**THE REQUEST**
Can you recast the records below as a Markdown table with the columns "Row" and "Text", one numbered row per line? Skip blank lines, and leave the pictures out.

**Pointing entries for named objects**
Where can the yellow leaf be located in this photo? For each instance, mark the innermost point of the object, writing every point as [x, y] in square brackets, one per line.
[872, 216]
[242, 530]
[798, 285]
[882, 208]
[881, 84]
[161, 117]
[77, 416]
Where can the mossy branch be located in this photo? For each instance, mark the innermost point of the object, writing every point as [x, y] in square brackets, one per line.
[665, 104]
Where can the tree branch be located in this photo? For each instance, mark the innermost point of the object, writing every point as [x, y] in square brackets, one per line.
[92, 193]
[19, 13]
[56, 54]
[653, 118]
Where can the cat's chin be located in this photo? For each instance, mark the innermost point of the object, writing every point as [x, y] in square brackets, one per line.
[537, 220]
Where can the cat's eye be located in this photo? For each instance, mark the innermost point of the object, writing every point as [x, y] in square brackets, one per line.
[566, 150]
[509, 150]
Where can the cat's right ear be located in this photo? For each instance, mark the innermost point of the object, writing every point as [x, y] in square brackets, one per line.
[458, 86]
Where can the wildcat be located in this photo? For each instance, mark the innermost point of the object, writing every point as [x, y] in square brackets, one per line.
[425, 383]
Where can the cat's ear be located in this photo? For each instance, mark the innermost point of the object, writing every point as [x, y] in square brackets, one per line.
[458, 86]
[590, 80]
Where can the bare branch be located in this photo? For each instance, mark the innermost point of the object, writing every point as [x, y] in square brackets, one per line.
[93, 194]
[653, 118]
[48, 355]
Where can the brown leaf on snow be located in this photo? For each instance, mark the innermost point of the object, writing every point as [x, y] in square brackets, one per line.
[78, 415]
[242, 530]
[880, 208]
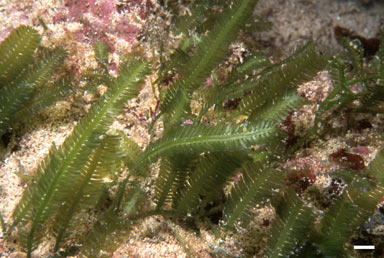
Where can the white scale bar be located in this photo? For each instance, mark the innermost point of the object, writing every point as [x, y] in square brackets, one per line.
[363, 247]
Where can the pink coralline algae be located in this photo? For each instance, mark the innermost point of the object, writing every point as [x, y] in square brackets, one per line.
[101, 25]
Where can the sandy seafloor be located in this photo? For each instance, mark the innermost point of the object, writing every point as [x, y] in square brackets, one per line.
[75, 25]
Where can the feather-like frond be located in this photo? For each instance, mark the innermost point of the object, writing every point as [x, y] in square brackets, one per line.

**REPLY**
| Row | Text |
|---|---|
| 1 | Where can the yellow leaf be located in this photo? For each instance, mark the innermost point of the object, writing every point as [x, y] in square brackets, one per line. |
| 2 | [872, 216] |
| 3 | [242, 530] |
| 4 | [798, 285] |
| 5 | [882, 208] |
| 6 | [881, 84] |
| 7 | [161, 117] |
| 8 | [77, 416] |
| 9 | Where can the mossy branch be located in this photo? For each instance, mark the innermost point of the object, writing every point as [x, y] in square brackets, one per line. |
| 10 | [665, 104] |
| 11 | Where can the tree branch be located in this photo? For each instance, mark the innermost point of the object, writing every point as [x, y] in square brackets, one per line. |
| 12 | [92, 193] |
| 13 | [19, 13] |
| 14 | [56, 54] |
| 15 | [653, 118] |
| 16 | Where can the cat's chin be located in this photo? For each instance, mark the innermost point of the object, writing every point as [x, y] in square brackets, one per line. |
| 17 | [537, 220] |
| 18 | Where can the cat's eye be located in this photo? For each instance, mark the innermost point of the object, writing every point as [x, y] in square brackets, one per line. |
| 19 | [566, 150] |
| 20 | [509, 150] |
| 21 | Where can the cat's right ear be located in this photo? For each instance, mark the innermost point of the object, writing every point as [x, y] in square brackets, one per line. |
| 22 | [458, 86] |
| 23 | Where can the wildcat be located in this photo? For each instance, mark the innermost point of the object, writing every point as [x, y] in square brackets, one per line. |
| 24 | [425, 383] |
| 25 | Where can the cat's ear be located in this photo? For each instance, mark the innermost point of the object, writing every point as [x, y] in square brackets, one per line. |
| 26 | [458, 86] |
| 27 | [590, 80] |
| 28 | Where can the bare branch be located in this photo? For each instance, mark the innermost point of the object, writing every point as [x, y] in square brackets, one per line. |
| 29 | [93, 194] |
| 30 | [653, 118] |
| 31 | [48, 355] |
| 32 | Where can the brown leaf on snow be located in this photo? For each instance, mark the innermost point of the object, writing every point as [x, y] in square brackets, one per line. |
| 33 | [78, 415] |
| 34 | [242, 530] |
| 35 | [880, 208] |
| 36 | Where can the white scale bar be located in this photo? For each instance, mark the innermost point of the object, writing every point as [x, y] in square brackets, one per line. |
| 37 | [363, 247] |
| 38 | Where can the pink coralline algae be located in this photo? For each instance, mark the innermost point of the object, writing every point as [x, y] in square brackets, one per line. |
| 39 | [101, 25] |
| 40 | Where can the sandy seafloor be located in this photo? For each instance, mark the innermost point of the object, writing every point as [x, y] in square brackets, one per line. |
| 41 | [75, 25] |
| 42 | Where can the feather-like frond be located in this photo? For each instance, mark the innermost point of the object, writing every point as [x, y] in square brackets, one per line. |